(Source data)
----------

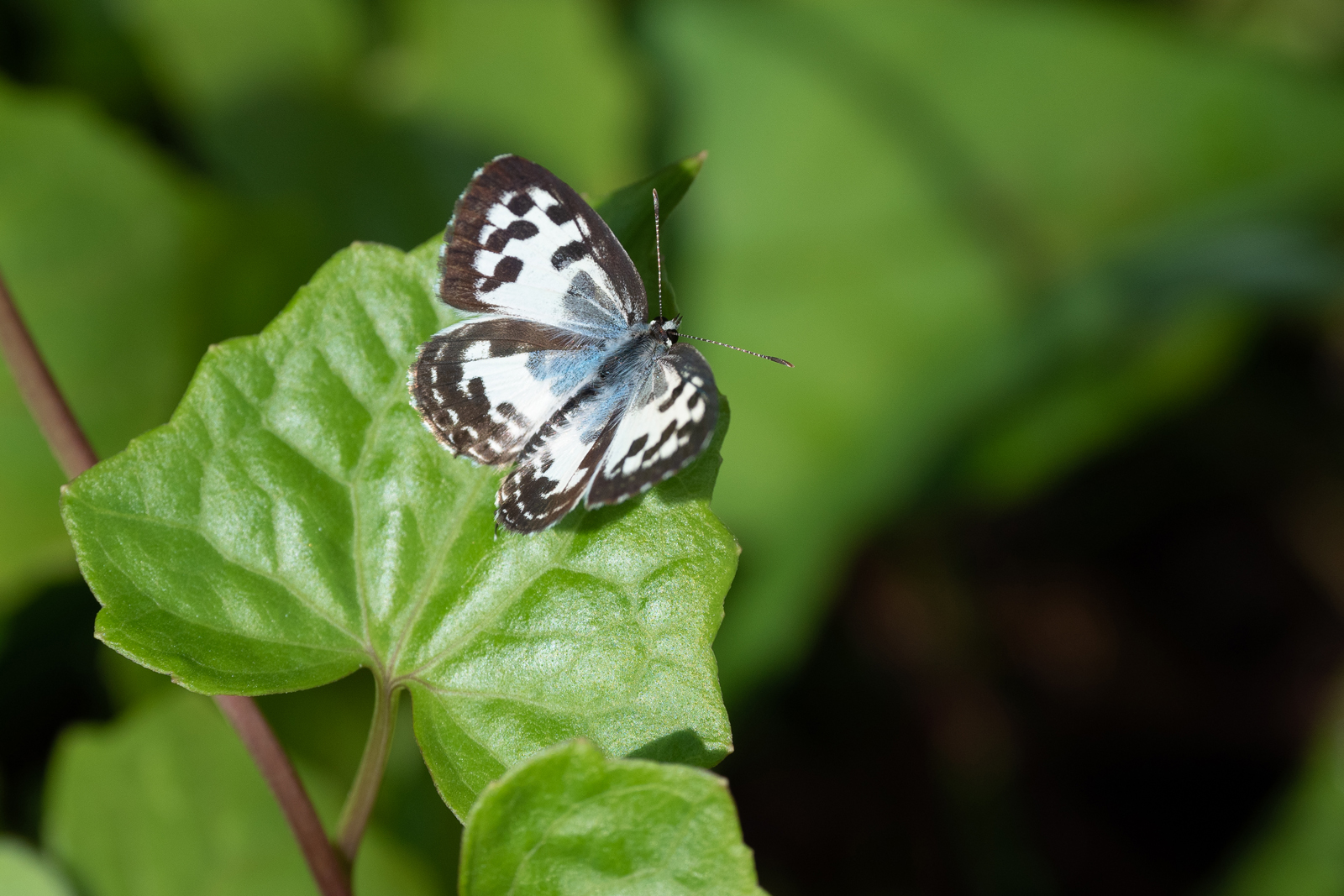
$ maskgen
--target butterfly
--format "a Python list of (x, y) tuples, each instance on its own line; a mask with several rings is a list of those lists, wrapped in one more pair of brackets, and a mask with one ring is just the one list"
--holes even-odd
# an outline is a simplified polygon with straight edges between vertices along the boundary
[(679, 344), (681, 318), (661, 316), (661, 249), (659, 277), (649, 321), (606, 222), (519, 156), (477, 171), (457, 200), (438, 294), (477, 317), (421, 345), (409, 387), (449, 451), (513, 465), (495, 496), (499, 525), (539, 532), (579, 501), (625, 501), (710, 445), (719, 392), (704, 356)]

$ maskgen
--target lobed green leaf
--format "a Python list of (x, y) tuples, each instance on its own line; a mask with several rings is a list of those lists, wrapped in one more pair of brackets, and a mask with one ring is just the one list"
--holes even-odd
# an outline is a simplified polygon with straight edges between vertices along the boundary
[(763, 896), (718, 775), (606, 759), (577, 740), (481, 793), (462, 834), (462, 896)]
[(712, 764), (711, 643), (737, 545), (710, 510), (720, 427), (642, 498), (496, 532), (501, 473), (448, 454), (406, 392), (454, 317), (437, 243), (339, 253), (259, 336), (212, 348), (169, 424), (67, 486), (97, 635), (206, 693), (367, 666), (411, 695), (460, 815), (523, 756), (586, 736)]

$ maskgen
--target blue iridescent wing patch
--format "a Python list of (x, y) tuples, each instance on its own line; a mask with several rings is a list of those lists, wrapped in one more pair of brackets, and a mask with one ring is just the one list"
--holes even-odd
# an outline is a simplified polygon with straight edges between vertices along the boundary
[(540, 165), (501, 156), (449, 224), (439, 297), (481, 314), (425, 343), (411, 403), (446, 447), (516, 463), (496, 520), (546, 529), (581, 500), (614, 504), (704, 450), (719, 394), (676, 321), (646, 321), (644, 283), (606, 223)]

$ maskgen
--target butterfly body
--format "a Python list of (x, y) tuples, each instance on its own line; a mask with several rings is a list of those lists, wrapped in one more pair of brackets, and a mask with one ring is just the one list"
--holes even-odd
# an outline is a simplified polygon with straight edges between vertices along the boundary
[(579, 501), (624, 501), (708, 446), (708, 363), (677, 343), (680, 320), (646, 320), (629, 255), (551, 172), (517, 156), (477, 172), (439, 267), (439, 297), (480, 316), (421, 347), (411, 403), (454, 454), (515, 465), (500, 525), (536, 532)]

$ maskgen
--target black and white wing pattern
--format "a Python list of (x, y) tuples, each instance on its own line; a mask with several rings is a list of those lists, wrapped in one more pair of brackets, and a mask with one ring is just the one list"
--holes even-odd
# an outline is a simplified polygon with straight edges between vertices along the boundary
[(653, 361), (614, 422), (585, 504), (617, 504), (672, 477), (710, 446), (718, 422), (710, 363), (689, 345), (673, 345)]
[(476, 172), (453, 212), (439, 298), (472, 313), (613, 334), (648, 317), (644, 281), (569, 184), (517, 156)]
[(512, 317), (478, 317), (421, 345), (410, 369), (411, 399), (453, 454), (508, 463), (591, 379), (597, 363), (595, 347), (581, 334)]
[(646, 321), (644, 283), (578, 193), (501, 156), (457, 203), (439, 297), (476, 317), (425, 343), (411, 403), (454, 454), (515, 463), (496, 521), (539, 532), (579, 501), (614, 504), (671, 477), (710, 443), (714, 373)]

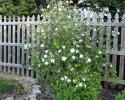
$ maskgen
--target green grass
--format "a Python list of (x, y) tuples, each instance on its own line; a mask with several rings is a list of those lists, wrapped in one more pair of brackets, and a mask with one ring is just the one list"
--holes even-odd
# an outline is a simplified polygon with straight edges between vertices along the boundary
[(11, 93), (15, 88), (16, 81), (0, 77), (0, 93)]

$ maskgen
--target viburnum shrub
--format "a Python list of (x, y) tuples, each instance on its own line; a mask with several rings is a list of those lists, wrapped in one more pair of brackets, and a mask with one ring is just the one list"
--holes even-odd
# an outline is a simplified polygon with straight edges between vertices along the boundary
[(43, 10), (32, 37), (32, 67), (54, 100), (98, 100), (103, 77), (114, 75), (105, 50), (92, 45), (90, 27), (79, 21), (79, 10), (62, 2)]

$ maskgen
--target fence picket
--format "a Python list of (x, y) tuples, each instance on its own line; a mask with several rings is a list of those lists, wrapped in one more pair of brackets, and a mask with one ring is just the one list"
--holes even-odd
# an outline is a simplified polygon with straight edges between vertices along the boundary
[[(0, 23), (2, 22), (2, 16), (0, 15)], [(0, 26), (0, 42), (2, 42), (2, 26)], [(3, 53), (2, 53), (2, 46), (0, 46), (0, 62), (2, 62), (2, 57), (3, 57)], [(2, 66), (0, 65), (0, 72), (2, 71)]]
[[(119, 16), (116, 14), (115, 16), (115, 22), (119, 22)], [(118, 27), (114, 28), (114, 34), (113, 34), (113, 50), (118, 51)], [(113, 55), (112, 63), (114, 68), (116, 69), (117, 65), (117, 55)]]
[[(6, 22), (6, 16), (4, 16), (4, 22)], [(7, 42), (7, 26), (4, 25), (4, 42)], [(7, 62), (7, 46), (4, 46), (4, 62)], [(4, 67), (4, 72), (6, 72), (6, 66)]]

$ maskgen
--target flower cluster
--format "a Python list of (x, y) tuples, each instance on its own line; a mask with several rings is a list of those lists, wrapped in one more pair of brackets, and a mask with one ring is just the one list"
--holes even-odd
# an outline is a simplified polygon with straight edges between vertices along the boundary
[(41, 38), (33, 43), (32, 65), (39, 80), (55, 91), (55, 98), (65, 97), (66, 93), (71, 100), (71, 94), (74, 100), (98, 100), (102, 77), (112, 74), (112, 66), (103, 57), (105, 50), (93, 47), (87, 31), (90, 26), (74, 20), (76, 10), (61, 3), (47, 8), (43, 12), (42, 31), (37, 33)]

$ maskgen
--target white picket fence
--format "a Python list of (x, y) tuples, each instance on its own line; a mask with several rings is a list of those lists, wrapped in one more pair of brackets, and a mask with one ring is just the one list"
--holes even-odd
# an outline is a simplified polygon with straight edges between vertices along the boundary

----------

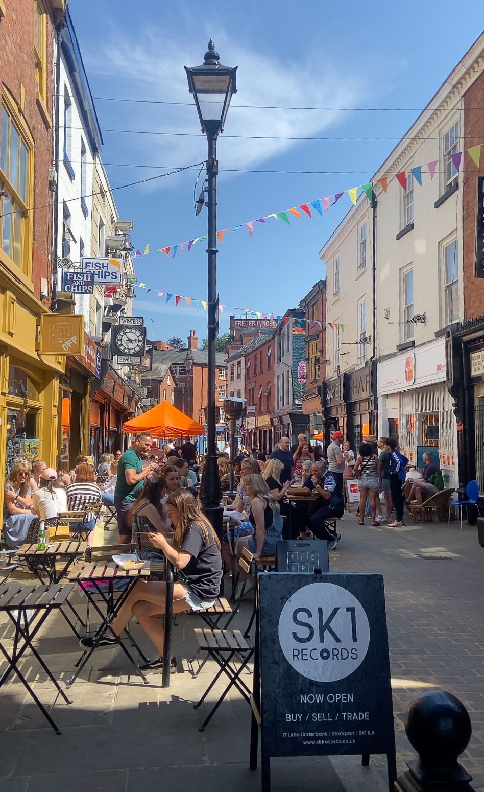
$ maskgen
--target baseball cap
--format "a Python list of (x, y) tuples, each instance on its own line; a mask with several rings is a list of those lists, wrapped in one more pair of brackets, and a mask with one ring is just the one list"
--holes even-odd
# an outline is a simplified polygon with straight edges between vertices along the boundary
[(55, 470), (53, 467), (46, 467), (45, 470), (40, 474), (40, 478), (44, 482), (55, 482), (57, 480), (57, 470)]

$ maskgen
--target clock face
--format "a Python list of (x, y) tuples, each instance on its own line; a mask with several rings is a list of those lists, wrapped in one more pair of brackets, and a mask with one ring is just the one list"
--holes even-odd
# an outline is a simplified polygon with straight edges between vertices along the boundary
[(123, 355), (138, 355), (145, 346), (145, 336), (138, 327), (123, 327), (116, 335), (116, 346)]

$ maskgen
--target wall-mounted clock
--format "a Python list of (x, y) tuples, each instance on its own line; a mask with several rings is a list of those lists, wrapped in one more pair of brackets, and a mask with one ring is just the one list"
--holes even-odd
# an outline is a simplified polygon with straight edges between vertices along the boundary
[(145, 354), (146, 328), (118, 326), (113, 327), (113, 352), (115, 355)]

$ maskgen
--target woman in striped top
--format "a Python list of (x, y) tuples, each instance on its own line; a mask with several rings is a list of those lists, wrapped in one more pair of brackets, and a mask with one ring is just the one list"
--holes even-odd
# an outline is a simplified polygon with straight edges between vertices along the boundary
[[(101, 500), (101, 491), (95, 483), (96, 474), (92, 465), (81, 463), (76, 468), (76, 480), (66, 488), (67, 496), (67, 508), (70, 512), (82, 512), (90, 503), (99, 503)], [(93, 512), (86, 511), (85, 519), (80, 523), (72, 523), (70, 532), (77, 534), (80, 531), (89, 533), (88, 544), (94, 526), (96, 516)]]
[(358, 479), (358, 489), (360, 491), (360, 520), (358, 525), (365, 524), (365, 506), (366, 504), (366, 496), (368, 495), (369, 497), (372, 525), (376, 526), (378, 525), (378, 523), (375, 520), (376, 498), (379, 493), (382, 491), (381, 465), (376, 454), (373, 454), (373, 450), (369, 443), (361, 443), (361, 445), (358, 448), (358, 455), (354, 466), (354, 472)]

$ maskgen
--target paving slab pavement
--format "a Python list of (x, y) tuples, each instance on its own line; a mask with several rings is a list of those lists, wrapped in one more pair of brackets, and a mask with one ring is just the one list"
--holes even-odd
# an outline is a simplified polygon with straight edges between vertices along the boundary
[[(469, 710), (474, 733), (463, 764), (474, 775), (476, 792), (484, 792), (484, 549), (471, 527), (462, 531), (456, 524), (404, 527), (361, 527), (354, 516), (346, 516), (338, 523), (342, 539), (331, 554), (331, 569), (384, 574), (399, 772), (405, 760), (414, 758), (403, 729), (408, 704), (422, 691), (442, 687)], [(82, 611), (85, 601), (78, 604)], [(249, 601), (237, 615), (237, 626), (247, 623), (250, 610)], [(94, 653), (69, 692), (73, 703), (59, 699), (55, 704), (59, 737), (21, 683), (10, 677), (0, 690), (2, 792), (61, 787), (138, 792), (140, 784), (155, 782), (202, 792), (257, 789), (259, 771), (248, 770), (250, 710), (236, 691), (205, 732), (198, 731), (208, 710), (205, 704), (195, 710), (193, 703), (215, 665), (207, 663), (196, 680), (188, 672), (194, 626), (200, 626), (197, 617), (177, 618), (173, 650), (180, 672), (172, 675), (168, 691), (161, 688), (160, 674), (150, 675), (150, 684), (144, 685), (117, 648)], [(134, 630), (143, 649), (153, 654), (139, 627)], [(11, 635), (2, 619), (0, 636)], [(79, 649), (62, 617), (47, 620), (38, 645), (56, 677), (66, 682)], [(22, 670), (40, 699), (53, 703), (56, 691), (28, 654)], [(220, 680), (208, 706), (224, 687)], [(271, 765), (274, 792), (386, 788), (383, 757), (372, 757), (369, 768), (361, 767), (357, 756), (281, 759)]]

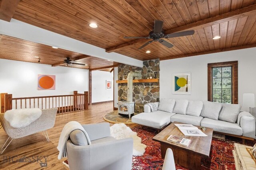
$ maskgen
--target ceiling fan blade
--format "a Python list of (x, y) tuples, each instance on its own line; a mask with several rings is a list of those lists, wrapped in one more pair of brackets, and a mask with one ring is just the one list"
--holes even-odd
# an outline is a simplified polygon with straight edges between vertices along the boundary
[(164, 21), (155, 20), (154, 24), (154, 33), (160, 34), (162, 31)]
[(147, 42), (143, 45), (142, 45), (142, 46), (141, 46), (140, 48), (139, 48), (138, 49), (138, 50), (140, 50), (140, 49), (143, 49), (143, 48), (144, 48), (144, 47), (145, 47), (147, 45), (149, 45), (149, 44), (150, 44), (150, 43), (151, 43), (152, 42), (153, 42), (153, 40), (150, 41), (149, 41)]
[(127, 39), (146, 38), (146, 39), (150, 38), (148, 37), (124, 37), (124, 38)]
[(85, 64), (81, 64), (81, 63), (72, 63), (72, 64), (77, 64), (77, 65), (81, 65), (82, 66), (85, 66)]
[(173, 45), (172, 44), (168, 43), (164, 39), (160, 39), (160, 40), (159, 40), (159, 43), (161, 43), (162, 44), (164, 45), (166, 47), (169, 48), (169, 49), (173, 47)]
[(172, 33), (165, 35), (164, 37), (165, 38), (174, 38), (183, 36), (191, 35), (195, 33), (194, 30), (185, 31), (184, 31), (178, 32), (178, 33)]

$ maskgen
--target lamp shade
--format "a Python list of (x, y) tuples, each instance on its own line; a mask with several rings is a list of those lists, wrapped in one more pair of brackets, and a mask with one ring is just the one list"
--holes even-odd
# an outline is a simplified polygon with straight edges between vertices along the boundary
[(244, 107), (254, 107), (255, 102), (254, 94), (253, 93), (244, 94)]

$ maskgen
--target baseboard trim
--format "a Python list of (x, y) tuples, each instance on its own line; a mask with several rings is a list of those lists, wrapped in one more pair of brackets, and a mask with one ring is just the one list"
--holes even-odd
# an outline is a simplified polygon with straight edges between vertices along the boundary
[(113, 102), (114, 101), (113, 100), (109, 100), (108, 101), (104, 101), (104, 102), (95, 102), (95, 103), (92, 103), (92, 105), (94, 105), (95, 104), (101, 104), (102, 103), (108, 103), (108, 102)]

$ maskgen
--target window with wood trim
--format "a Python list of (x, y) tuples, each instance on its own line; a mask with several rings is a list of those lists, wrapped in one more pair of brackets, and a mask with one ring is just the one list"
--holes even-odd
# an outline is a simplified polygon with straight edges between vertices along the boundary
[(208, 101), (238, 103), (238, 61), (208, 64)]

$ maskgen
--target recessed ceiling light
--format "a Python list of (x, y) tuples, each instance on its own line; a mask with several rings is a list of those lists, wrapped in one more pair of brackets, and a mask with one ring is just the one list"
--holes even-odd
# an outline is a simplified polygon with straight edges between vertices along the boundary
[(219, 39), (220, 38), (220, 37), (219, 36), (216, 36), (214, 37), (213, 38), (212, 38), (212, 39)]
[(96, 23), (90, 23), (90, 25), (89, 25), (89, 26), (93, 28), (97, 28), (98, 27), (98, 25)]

----------

■ What is needed: Report how many lines of the records contain the word "fence". Give only the number.

■ Written answer: 2